[Tasks]:
a - According to the progress report, what is the name of the tool by DrPetter that the author has used to generate sound effects?
b - Put every line of the data entries into a JSON list of strings, one string per line, and skip the blank lines.

— start of Passage —

Freshly Squeezed Progress Report – Let’s Make Some Noise!

In last week’s sprint report I managed to do a bunch of unplanned work and fixed a number of defects I had introduced in previous sprints for Toy Factory Fixer.

This time, I finally started addressing the audio for the game.

Sprint 19: Make publishable

Planned and Completed:

  • Nothing…

Not completed:

  • Create sound effects

Not started:

  • Create multiple levels
  • Create loading screen background
  • Award player based on performance

This past week was not nearly as productive as the one before. I did, however, manage to make the game come alive by adding sound effects and, as a last minute decision, some music.

I am not an audio person. Many of my past projects have used the awesome tool by DrPetter called sfxer, which allows me to generate sound effects for various common game-y events such as picking up items, attacking/hitting, etc. The effects tend to sound like they are made for a video game console from the 8-bit or 16-bit era.

— end of Passage —
— start of Supplied data —

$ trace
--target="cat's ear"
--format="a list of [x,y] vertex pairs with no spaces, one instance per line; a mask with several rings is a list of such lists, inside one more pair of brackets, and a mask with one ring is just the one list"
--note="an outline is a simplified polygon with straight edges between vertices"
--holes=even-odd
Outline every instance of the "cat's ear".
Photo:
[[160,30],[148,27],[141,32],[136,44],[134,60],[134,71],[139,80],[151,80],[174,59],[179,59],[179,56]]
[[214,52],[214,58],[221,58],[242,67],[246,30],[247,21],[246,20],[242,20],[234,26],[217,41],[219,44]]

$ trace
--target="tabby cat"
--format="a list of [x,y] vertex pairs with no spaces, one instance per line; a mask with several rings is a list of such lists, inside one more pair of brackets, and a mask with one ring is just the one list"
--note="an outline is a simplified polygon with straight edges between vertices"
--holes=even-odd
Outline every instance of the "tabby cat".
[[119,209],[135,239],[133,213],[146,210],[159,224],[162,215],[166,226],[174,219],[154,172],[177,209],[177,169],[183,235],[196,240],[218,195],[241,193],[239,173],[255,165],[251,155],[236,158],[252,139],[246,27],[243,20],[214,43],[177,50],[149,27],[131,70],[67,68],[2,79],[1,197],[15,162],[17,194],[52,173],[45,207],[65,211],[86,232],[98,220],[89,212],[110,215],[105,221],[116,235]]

— end of Supplied data —

[Full solutions]:
a - The tool is called sfxer.

b -
[
  "$ trace",
  "--target=\"cat's ear\"",
  "--format=\"a list of [x,y] vertex pairs with no spaces, one instance per line; a mask with several rings is a list of such lists, inside one more pair of brackets, and a mask with one ring is just the one list\"",
  "--note=\"an outline is a simplified polygon with straight edges between vertices\"",
  "--holes=even-odd",
  "Outline every instance of the \"cat's ear\".",
  "Photo:",
  "[[160,30],[148,27],[141,32],[136,44],[134,60],[134,71],[139,80],[151,80],[174,59],[179,59],[179,56]]",
  "[[214,52],[214,58],[221,58],[242,67],[246,30],[247,21],[246,20],[242,20],[234,26],[217,41],[219,44]]",
  "$ trace",
  "--target=\"tabby cat\"",
  "--format=\"a list of [x,y] vertex pairs with no spaces, one instance per line; a mask with several rings is a list of such lists, inside one more pair of brackets, and a mask with one ring is just the one list\"",
  "--note=\"an outline is a simplified polygon with straight edges between vertices\"",
  "--holes=even-odd",
  "Outline every instance of the \"tabby cat\".",
  "[[119,209],[135,239],[133,213],[146,210],[159,224],[162,215],[166,226],[174,219],[154,172],[177,209],[177,169],[183,235],[196,240],[218,195],[241,193],[239,173],[255,165],[251,155],[236,158],[252,139],[246,27],[243,20],[214,43],[177,50],[149,27],[131,70],[67,68],[2,79],[1,197],[15,162],[17,194],[52,173],[45,207],[65,211],[86,232],[98,220],[89,212],[110,215],[105,221],[116,235]]"
]